--- Records to use ---
--- --- ---
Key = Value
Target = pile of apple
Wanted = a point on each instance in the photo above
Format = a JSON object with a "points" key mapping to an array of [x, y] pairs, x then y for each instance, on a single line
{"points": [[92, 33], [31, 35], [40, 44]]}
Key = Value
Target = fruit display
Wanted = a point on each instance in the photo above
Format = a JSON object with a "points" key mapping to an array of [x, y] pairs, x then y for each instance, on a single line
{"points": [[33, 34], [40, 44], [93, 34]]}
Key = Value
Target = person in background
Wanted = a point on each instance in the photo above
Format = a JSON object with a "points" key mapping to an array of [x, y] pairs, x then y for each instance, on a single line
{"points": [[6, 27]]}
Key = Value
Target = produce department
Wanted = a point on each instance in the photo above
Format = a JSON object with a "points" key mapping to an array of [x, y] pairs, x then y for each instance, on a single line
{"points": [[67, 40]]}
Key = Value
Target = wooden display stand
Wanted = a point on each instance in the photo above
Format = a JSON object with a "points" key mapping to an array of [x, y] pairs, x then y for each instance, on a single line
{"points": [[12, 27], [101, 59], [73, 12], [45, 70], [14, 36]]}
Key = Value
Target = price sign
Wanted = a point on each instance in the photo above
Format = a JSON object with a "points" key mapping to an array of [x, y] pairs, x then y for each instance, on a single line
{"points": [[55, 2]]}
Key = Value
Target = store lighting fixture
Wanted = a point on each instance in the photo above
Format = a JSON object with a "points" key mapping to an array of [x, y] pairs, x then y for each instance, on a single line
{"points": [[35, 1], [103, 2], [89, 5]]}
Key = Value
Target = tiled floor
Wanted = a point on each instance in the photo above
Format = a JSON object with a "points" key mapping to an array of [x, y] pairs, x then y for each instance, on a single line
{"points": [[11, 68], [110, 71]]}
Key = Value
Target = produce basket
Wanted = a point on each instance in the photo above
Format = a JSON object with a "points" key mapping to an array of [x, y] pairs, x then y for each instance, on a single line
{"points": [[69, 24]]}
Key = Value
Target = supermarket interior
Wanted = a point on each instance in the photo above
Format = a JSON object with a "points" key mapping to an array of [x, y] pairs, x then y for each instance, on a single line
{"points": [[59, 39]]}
--- --- ---
--- Written request ---
All of the lines above need to be given again exactly.

--- Exercise result ---
Key = Value
Target = pile of apple
Wanted = a point on each instance in the photo above
Format = a JSON object with a "points" key mapping to an array of [x, y] pairs, x then y for each instance, on a single line
{"points": [[92, 33], [31, 35], [40, 44]]}
Key = Value
Target = fruit display
Wanted = a point on each instance in the photo above
Format = a JSON object with a "points" key mapping to an array of [x, y] pairs, x then y for each instance, on a single line
{"points": [[33, 34], [40, 44], [93, 34]]}
Key = Value
Target = person in background
Wanted = a point on each instance in the photo above
Format = a JSON object with a "points" key mapping to an array of [x, y] pairs, x then y for each instance, on a single line
{"points": [[6, 27]]}
Key = Value
Target = produce department
Wanted = a point on each instance in the photo above
Format = a JSON object with a "points" key mapping to an array of [x, y] pairs, x then y for each instance, on a single line
{"points": [[67, 40]]}
Key = Value
Target = wooden display stand
Wanted = a point on each instance in the photo above
Format = a JSON object with a "points" key mapping to an array of [x, y] pairs, x then y for each instance, on a single line
{"points": [[12, 27], [101, 59], [73, 12], [45, 70], [14, 36]]}
Key = Value
Target = price sign
Wanted = a point on each instance in the photo above
Format = a JSON object with a "points" key mapping to an array of [x, y] pairs, x then y for each instance, on a single line
{"points": [[55, 2]]}
Key = Value
Target = store lighting fixture
Wanted = a point on each instance in the photo above
Format = a JSON object with a "points" key mapping to an array of [x, y] pairs, x then y for each instance, on a single line
{"points": [[35, 1], [103, 2], [89, 5]]}
Key = Value
Target = tiled floor
Wanted = a point on each instance in the photo above
Format = a JSON object with a "points" key mapping to an array of [x, y] pairs, x then y for each instance, on a single line
{"points": [[11, 68], [110, 71]]}
Key = Value
Target = produce basket
Wanted = a point on each instance in the photo above
Format = a JSON object with a "points" key mapping to an array of [x, y] pairs, x then y for each instance, on a single line
{"points": [[69, 24]]}
Key = Value
Target = supermarket interior
Wanted = a point on each instance in the photo above
Format = a JSON object with a "points" key mapping to an array of [x, y] pairs, x then y for each instance, on a single line
{"points": [[59, 39]]}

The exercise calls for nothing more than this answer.